[Records contained in a dataset]
━━━━━━━━━━━━━━━━━━━━

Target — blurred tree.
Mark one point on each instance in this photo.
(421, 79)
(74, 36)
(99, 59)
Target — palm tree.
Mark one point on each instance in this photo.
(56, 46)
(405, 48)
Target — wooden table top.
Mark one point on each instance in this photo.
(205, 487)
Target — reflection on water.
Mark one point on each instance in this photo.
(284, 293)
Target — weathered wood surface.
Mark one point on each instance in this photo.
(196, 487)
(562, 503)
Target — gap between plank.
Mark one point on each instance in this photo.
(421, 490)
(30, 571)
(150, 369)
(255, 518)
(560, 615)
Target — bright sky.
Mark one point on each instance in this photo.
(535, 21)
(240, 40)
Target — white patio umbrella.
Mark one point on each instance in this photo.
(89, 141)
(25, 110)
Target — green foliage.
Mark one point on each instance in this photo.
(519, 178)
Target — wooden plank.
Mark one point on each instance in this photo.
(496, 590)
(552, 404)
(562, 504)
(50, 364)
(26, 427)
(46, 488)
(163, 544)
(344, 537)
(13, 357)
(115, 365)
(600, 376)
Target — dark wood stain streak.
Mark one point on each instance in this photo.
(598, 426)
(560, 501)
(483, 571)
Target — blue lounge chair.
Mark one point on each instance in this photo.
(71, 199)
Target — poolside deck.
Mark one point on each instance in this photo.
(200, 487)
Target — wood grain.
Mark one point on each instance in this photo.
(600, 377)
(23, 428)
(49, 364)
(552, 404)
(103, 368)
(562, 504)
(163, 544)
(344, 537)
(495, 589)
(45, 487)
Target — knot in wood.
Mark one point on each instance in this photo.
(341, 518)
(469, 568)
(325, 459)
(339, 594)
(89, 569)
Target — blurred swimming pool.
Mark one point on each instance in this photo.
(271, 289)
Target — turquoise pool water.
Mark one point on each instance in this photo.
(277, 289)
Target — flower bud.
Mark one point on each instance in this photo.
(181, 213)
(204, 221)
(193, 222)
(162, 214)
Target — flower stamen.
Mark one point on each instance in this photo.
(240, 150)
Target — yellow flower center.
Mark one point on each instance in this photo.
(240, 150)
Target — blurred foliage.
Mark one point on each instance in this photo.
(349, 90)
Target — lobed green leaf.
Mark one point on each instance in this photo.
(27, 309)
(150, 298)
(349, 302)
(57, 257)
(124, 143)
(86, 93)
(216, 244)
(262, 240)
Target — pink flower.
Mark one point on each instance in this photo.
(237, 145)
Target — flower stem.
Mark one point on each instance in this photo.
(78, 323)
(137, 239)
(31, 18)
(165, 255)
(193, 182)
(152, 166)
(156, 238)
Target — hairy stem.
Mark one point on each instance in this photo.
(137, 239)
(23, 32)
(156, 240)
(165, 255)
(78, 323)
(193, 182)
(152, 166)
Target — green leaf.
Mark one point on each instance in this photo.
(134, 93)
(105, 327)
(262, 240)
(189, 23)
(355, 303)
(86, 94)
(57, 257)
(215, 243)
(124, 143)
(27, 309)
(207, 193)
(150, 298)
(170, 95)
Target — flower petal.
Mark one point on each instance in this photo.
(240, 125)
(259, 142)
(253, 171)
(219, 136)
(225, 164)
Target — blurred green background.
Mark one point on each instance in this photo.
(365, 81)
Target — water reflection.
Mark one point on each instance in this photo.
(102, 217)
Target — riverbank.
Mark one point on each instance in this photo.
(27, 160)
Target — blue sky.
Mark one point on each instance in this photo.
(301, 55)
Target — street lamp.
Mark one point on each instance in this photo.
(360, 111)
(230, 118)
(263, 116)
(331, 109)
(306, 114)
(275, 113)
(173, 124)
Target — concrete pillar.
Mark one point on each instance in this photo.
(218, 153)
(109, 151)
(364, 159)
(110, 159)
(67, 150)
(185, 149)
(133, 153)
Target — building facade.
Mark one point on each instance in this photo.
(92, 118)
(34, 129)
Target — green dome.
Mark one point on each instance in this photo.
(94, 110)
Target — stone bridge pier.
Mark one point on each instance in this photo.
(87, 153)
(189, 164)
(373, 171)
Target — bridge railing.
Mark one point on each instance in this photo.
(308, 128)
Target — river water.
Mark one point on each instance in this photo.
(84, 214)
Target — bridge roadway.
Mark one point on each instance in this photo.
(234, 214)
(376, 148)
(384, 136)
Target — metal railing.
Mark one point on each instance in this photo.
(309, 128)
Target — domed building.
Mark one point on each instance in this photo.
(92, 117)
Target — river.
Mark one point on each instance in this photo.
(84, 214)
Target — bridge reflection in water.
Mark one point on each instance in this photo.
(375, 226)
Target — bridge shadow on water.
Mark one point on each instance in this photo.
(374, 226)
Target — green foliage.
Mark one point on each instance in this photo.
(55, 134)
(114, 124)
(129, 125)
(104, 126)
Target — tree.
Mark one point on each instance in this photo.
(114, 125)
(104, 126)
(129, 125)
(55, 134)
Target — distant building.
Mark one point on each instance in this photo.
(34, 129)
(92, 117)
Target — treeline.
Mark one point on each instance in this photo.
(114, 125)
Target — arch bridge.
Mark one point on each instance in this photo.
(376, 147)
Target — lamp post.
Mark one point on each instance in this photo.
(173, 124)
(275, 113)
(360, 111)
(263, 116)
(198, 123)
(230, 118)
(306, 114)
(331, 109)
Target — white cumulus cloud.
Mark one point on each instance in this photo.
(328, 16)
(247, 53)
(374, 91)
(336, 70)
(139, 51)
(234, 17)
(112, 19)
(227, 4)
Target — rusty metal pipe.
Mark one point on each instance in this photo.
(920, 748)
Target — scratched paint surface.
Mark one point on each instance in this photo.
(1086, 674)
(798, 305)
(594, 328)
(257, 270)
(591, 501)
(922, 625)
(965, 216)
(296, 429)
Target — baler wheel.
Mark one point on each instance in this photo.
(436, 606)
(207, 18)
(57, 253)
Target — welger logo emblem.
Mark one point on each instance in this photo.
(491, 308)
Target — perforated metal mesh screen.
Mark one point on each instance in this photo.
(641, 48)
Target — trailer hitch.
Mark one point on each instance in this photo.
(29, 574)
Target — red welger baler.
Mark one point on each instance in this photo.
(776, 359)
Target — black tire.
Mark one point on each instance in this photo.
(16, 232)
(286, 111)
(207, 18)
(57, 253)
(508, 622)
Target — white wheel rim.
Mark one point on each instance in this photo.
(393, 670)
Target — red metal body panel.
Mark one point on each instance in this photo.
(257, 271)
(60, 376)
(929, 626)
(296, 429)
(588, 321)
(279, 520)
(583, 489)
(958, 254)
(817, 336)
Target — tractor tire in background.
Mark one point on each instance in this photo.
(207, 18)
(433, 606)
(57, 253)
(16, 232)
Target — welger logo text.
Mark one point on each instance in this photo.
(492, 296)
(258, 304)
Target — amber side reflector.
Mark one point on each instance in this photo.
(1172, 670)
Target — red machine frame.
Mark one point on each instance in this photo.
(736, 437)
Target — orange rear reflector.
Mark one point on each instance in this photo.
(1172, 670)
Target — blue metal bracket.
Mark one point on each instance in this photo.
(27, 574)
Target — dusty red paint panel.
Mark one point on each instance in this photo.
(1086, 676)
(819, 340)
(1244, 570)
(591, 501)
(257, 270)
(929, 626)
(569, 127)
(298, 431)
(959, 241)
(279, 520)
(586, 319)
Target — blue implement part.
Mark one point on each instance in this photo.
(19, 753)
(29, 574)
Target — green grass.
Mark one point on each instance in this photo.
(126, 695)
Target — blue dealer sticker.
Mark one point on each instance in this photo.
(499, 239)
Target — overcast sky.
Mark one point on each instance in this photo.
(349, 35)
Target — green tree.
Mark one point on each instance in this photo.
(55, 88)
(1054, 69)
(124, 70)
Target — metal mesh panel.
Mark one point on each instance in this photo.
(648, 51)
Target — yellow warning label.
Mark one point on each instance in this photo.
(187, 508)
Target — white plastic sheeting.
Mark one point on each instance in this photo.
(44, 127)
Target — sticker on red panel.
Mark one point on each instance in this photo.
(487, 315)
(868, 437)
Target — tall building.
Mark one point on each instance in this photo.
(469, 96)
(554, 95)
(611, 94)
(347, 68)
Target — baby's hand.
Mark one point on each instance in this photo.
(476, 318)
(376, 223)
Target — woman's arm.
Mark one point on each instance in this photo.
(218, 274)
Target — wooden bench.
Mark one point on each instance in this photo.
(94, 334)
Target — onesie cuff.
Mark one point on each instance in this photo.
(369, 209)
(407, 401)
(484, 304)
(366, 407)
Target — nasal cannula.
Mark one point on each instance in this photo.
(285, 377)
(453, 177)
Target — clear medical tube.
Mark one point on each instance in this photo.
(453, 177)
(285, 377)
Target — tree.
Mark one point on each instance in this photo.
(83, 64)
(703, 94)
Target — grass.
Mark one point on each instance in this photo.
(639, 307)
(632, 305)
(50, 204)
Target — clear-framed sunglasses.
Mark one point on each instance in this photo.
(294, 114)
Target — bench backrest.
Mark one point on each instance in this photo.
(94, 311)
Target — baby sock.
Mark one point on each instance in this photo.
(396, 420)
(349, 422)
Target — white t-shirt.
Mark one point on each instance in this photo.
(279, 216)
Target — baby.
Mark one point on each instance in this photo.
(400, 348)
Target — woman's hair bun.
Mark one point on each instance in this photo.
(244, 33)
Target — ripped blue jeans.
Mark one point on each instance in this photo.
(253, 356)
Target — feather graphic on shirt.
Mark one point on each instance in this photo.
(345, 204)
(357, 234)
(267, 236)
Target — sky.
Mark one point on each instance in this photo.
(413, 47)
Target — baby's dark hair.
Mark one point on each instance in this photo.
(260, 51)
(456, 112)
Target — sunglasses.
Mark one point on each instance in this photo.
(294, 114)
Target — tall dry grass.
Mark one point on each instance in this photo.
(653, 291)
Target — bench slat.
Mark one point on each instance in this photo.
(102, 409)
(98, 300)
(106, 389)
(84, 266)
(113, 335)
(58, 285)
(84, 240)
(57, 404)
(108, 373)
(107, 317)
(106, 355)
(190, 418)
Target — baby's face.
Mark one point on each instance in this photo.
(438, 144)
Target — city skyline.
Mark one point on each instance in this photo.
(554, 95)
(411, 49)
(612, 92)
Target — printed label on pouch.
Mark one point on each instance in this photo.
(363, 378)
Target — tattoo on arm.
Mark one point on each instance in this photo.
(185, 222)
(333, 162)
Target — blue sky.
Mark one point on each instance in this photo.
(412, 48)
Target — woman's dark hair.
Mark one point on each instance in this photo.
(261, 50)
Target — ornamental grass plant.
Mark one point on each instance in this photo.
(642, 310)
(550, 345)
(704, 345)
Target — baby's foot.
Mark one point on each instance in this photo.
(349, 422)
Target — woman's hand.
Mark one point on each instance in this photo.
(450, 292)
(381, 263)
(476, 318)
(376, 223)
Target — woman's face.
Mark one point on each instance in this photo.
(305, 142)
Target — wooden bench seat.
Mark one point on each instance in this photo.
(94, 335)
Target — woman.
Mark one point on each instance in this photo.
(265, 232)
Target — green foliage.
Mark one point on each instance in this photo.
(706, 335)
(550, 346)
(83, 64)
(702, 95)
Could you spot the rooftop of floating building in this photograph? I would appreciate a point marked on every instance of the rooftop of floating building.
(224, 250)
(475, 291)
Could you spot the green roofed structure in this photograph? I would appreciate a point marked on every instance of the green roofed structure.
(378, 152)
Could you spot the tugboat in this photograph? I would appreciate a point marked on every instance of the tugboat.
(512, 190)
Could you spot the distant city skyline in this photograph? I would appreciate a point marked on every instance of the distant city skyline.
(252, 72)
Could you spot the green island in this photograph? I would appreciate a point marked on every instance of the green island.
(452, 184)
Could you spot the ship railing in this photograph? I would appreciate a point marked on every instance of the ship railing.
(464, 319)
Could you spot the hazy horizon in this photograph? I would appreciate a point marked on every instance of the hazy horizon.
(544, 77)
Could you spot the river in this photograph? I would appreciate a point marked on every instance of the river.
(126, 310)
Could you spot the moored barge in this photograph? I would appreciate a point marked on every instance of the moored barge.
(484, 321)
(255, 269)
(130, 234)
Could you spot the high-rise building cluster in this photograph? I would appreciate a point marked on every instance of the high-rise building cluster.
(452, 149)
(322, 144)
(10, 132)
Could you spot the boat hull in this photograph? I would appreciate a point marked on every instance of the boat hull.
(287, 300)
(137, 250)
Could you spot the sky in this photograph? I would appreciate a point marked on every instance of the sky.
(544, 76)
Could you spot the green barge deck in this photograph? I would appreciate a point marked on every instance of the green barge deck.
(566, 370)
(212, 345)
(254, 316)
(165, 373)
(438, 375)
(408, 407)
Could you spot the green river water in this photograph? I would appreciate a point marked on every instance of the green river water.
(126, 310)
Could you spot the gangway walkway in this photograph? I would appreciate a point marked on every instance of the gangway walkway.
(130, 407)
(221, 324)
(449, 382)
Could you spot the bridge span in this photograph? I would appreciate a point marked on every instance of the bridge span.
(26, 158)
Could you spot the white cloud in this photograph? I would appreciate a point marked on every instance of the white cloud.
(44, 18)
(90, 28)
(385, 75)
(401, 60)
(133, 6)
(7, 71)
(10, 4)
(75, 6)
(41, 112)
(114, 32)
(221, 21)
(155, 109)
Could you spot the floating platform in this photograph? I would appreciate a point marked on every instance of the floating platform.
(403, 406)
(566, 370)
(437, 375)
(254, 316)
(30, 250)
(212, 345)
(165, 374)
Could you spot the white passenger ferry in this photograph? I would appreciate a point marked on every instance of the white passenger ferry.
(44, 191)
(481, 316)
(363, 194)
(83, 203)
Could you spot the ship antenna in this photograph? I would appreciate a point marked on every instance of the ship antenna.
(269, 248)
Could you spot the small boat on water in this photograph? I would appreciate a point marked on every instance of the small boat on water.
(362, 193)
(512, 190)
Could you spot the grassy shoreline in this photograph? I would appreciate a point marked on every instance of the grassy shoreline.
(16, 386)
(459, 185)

━━━━━━━━━━━━━━━━━━━━

▶ About this exercise: Only the lines above from the line with "Target — yellow flower center." to the line with "Target — street lamp.", those two lines included, should be reproduced exactly.

▶ Result:
Target — yellow flower center.
Mark one point on each instance in this photo.
(240, 150)
Target — blurred foliage.
Mark one point on each instance in this photo.
(349, 90)
Target — lobed green leaf.
Mark one point on each instance in this photo.
(27, 309)
(150, 298)
(349, 302)
(57, 257)
(124, 143)
(86, 93)
(216, 244)
(262, 240)
Target — pink flower.
Mark one point on each instance in this photo.
(237, 145)
Target — flower stem.
Mark one point on each instance in this photo.
(78, 323)
(137, 239)
(31, 18)
(165, 255)
(193, 182)
(152, 166)
(156, 238)
Target — hairy stem.
Mark one point on each instance in this photo.
(137, 239)
(23, 32)
(156, 240)
(165, 255)
(78, 323)
(193, 182)
(152, 166)
Target — green leaf.
Mark one point on each instance in this photo.
(134, 93)
(105, 327)
(262, 240)
(189, 23)
(355, 303)
(86, 94)
(57, 257)
(215, 243)
(124, 143)
(27, 309)
(207, 193)
(150, 298)
(170, 95)
Target — flower petal.
Mark one point on each instance in this photo.
(240, 125)
(259, 142)
(253, 171)
(219, 136)
(225, 164)
Target — blurred green background.
Mark one point on each instance in this photo.
(365, 81)
Target — water reflection.
Mark one point on each instance in this photo.
(102, 217)
Target — riverbank.
Mark one point on each instance in this photo.
(27, 160)
Target — blue sky.
Mark one point on each instance in this photo.
(301, 55)
Target — street lamp.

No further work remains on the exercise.